*** Opening Supplied passage ***
Association of British Bookmakers says Times report was "little more than a litany of non-evidenced campaign assertions."
The Association of British Bookmakers, a trade association representing UK gambling industry interests, has attacked recent reportage on fixed odds betting machines in The Times newspaper as "little more than a litany of non-evidenced campaign assertions that lacked any proportionality or reference to evidential sources such as gambling prevalence and health surveys."
In an op-ed article that starts with the critical adage "don't let the truth get in the way of a good story", the Association says that attempts to kill off high street gambling as a leisure pursuit by portraying it as the source of all gambling problems is not just factually wrong but also ignores the significant responsible gambling investment, personal interaction and support that only high street shops and their staff can give to the minority who are experiencing difficulty.
*** Closing Supplied passage ***
Retype the part of the bookmakers' text that begins at the words "In an op-ed" and stops after the words "are experiencing difficulty.". The records have no connection to the text about the bookmakers' response.
*** Opening Extracted information ***
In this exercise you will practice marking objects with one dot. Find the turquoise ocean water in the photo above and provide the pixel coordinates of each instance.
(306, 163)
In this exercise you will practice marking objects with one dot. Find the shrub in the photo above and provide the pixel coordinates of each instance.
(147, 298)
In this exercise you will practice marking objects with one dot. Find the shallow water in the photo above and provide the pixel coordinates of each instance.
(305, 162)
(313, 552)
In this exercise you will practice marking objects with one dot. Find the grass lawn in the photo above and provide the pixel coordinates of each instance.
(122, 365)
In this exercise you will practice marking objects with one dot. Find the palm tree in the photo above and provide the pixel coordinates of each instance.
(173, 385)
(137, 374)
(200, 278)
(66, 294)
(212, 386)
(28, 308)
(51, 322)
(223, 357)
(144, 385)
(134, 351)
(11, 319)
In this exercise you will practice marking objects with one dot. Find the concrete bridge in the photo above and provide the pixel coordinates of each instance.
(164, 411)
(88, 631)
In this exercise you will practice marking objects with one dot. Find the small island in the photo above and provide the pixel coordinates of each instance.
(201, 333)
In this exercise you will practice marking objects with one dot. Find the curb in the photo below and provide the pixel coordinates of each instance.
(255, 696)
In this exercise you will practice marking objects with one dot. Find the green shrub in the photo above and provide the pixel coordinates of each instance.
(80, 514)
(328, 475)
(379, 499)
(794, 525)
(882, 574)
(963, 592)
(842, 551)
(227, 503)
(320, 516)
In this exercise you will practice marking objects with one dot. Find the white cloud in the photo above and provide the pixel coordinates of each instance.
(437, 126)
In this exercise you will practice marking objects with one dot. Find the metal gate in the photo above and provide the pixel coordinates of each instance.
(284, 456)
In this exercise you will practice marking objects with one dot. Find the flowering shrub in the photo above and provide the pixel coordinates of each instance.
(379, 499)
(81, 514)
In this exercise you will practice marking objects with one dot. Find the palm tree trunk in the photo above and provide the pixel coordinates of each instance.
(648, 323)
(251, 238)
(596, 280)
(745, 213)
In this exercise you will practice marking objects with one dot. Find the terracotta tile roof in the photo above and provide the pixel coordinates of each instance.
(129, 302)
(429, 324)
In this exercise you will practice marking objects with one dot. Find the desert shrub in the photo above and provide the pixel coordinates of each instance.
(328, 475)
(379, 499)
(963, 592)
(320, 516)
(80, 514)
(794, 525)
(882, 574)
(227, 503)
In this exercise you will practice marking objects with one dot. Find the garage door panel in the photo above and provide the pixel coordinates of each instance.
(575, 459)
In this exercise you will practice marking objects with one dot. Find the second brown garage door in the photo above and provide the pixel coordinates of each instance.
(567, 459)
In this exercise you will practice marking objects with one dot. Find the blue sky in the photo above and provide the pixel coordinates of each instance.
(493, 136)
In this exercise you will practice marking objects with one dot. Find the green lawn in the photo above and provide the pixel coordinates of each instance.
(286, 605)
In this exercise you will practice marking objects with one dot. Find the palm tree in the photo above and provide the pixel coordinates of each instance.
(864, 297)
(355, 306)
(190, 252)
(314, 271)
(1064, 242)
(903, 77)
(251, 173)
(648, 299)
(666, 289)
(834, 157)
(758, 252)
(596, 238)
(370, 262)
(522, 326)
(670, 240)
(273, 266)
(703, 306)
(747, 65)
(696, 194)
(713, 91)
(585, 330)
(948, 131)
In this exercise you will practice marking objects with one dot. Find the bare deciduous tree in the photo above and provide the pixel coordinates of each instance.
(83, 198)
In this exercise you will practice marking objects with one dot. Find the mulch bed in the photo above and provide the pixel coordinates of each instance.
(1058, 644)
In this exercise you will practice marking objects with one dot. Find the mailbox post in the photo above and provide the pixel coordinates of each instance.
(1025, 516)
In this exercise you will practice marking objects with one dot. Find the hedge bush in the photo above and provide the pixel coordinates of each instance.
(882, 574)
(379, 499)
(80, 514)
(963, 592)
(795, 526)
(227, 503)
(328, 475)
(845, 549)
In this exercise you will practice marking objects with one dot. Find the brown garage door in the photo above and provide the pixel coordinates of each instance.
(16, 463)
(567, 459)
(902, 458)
*** Closing Extracted information ***
=== Result ===
In an op-ed article that starts with the critical adage "don't let the truth get in the way of a good story", the Association says that attempts to kill off high street gambling as a leisure pursuit by portraying it as the source of all gambling problems is not just factually wrong but also ignores the significant responsible gambling investment, personal interaction and support that only high street shops and their staff can give to the minority who are experiencing difficulty.